======== Document section
I pulled out on the highway and turned toward Fresh Market to get the fixings for the evening meal.  I was making Hoison Garlic Noodles to pair with my own Tuna Kobachi.  Fresh Market was just the place to shop.  I bought a ripe avocado and a fresh piece of sashimi tuna, broccoli which I would cook in a pan of oil with garlic and scallions, and a jar of shichimi togarashi for the kobachi.  But that wasn't all.  Nope.  If you stray from the right hand side of the store, you are in trouble.  I did and was.  

It was 3:45 when I got everything put away.  I decided to go early to see my mother.  

That is when the bottom dropped out of the sky.  Wind, lightening, thunder, and blinding rain.  The streets around my mother's house were beginning to flood so that I had to straddle the middle line to keep from sending up giant rooster tails.  This was much like the day before and what was to come for the next week and maybe the rest of the summer.  Here in the subtropics we become a little Viet Nam.  

I had bought a watermelon at Fresh Market and had brought my mother half.  She asked me to cut if for her, so I quartered it and then cut it into eights.  It was bright red and juicy.  My mother sliced off a small piece to taste.

"Good?"

"Oh yes."

I wrapped the pieces in Sarn wrap and put them in the fridge.  

The rain had stopped.  It was five.  I had done some chores for my mother including fixing her computer which consisted of plugging her keyboard in to charge.  It's always something with the computers or the television now.  The technology has left her far behind.  

Remembering my "life is in the streets" coda, I decided not to go straight home.  I went for tea at the Cafe Strange.  Luckily, there was a parking spot up front.  I was feeling lucky.  I walked inside and my luck failed.  The line for drink and food orders was long as was the line for the Photo Booth.  The air inside was stuffy.  It was too much.  I decided to bail.  I skipped across the street to the liquor store and got a bottle of wine, then went back to my house for a Campari on the deck.  The Campari was good, but after the rain, the deck was humid and buggy.  I decided to start prepping dinner.  

Do you love misery?  Do you watch "The Bear"?  Yea, that will feed your desire.  Season Four.  I've watched some of it.  It is extended, never-ending misery.  It is very popular.  

"Yes, chef."
================
### Exercise tasks
1 > Translate this sentence from the passage about a rainy afternoon into Spanish: "The technology has left her far behind."
2 > In the passage about a rainy afternoon, what does the writer buy at the liquor store?
3 > Pick up the passage about a rainy afternoon after its final line and keep writing.
======== Data shown
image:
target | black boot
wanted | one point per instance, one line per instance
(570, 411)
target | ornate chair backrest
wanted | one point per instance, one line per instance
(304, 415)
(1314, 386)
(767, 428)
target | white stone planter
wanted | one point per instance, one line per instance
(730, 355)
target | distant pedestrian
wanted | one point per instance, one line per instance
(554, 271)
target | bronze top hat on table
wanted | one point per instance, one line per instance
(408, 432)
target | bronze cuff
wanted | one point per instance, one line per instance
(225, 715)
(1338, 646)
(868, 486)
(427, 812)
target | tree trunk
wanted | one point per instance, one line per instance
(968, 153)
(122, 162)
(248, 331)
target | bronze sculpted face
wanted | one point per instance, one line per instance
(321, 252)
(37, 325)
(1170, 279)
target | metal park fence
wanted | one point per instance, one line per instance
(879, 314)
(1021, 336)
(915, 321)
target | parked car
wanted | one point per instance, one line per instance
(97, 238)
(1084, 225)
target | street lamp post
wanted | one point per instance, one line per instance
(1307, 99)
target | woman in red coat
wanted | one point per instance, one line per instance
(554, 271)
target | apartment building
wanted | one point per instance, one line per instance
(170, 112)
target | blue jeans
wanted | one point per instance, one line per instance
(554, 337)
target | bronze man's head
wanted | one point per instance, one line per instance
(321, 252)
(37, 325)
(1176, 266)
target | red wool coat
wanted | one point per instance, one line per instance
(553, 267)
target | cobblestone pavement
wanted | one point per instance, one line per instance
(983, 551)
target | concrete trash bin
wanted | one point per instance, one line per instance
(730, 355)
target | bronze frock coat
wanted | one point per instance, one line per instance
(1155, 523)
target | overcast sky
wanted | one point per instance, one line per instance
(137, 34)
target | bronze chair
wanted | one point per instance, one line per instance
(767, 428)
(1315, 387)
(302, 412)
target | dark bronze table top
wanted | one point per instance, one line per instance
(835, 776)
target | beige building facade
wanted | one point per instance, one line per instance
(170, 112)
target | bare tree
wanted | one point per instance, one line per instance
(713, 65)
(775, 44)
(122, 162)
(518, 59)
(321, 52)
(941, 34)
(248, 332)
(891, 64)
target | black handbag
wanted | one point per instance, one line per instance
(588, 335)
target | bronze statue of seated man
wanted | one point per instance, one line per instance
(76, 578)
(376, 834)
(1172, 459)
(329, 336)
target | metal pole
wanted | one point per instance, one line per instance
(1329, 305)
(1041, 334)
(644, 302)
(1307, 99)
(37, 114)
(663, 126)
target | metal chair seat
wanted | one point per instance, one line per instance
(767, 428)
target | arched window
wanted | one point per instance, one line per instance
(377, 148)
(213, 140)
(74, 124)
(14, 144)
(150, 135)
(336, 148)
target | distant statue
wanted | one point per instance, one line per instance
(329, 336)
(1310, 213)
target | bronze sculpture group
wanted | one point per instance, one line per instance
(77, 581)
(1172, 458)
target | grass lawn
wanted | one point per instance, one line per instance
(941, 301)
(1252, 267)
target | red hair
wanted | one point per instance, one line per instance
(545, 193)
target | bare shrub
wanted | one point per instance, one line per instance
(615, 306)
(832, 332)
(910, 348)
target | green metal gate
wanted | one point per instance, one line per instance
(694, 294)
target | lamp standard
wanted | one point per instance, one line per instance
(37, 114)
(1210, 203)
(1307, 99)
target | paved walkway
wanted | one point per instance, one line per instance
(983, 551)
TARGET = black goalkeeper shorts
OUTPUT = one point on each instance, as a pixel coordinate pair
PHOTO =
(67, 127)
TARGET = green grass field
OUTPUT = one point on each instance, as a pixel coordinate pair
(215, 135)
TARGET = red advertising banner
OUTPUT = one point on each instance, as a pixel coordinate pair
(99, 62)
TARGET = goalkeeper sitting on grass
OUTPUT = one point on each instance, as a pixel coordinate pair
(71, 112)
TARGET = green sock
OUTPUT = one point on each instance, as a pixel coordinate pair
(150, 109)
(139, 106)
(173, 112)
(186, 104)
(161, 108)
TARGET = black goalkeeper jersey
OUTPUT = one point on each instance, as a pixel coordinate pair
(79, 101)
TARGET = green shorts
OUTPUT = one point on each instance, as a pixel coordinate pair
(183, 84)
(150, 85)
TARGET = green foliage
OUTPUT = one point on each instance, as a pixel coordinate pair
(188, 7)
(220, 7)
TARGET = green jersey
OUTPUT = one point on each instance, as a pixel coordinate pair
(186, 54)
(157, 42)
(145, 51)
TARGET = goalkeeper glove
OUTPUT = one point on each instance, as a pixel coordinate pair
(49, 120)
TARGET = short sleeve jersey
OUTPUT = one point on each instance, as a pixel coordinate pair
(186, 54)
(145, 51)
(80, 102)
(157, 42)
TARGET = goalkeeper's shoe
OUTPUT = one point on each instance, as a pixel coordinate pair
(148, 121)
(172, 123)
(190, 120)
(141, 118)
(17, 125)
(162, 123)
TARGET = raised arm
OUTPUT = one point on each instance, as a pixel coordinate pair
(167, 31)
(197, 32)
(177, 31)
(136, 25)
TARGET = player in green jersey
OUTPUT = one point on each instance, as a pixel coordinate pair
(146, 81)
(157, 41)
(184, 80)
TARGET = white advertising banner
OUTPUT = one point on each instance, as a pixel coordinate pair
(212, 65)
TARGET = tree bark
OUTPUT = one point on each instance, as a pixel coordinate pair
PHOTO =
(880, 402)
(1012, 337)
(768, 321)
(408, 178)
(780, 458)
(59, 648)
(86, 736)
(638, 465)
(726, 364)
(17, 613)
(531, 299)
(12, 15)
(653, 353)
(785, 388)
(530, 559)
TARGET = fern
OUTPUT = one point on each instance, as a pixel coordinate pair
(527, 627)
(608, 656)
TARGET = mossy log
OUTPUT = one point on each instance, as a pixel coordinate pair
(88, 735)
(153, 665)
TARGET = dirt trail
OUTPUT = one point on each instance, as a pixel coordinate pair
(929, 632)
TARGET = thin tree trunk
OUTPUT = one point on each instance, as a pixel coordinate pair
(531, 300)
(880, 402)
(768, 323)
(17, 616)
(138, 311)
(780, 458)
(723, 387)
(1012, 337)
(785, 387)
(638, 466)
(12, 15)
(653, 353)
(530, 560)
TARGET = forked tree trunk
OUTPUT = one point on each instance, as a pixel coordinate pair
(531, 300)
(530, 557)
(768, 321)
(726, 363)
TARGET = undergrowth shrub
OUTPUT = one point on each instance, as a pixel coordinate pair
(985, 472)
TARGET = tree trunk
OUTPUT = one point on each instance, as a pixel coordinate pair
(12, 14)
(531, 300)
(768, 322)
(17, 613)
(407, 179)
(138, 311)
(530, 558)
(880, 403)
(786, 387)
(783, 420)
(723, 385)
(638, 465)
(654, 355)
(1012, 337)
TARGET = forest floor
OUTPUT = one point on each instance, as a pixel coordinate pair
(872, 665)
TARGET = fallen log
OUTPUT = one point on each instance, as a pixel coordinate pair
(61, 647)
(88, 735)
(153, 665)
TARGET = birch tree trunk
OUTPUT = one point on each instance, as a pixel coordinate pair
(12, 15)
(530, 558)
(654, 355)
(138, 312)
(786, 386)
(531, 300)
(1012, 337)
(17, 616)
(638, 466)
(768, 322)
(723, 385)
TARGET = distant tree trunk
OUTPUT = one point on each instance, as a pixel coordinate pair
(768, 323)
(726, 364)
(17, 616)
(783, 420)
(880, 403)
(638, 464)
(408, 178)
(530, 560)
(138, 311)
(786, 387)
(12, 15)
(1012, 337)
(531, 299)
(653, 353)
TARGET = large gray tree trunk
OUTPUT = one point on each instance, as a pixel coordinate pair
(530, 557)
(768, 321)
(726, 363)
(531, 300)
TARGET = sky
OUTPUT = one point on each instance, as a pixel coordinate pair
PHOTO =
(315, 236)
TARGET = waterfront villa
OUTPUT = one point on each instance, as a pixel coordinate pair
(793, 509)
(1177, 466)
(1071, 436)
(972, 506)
================
### Numbered answers
1 > La tecnología la ha dejado muy atrás.

2 > A bottle of wine.

3 >
Still, you know. . . cooking is an art, and I like to cook.  So. . . chop chop chop. . . eight garlic cloves, six scallions, one avocado, broccoli, splitting each floret so that it would lay flat in the pan.  I cubed the tuna steak.  I put on the water for the noodles.  In a small bowl I mixed the Houisin, soy sauce, sesame oil, and maple syrup.  I put oil in a pan at medium heat.  Broccoli florets for three minutes, covered, then flipped for another minute.  More oil, then the garlic and scallions.  Strain and rinse the noodles, then put them in the pan with the broccoli, garlic, and onions, dumping the Housin sauce on top and mixing it in with the noodles.  Three more minutes on medium high.  Oops. . . add more soy.  Oh, shit, way too much.  It did not have a stoppered pour top and the soy went everywhere. Piss, shit, fuck, goddamn.  

Maybe it would be o.k.  

Tuna and avocado in a bowl.  Sprinkle with shichimi togarashi and mix soy sauce, sesame oil, and rice wine to pour on top.  

Piss, shit, fuck, goddamn all over again.  Rice wine!  Where was the rice wine?  

It was nowhere.  I KNOW I had it.  I tore the cabinets apart.  Nope.  I would have to substitute.  What?  What could I use.  I had a bottle of rice vinegar.  Maybe.  

I plated everything and poured a glass of wine.  It was the worst meal I have ever made in my life.  It was almost unpalatable.  

I ate it anyway, some of it.  

The kitchen was a mess.  There was that to do.  I emptied the wine and poured a whiskey.  To kill the worms, you know?  

"Yes, chef." 

That's the way things go sometimes.  Yea.  

But this morning, there on the magnetic black board are the pictures.  I'll try again today.  Life is out "there."  No moping.  I'm not to be housebound.  

The floor joist.  The roof.  There is plenty of work to be done all around.  But this is my home for longer than any other home I've lived in.  I'll fix it, regardless.  I'll go on.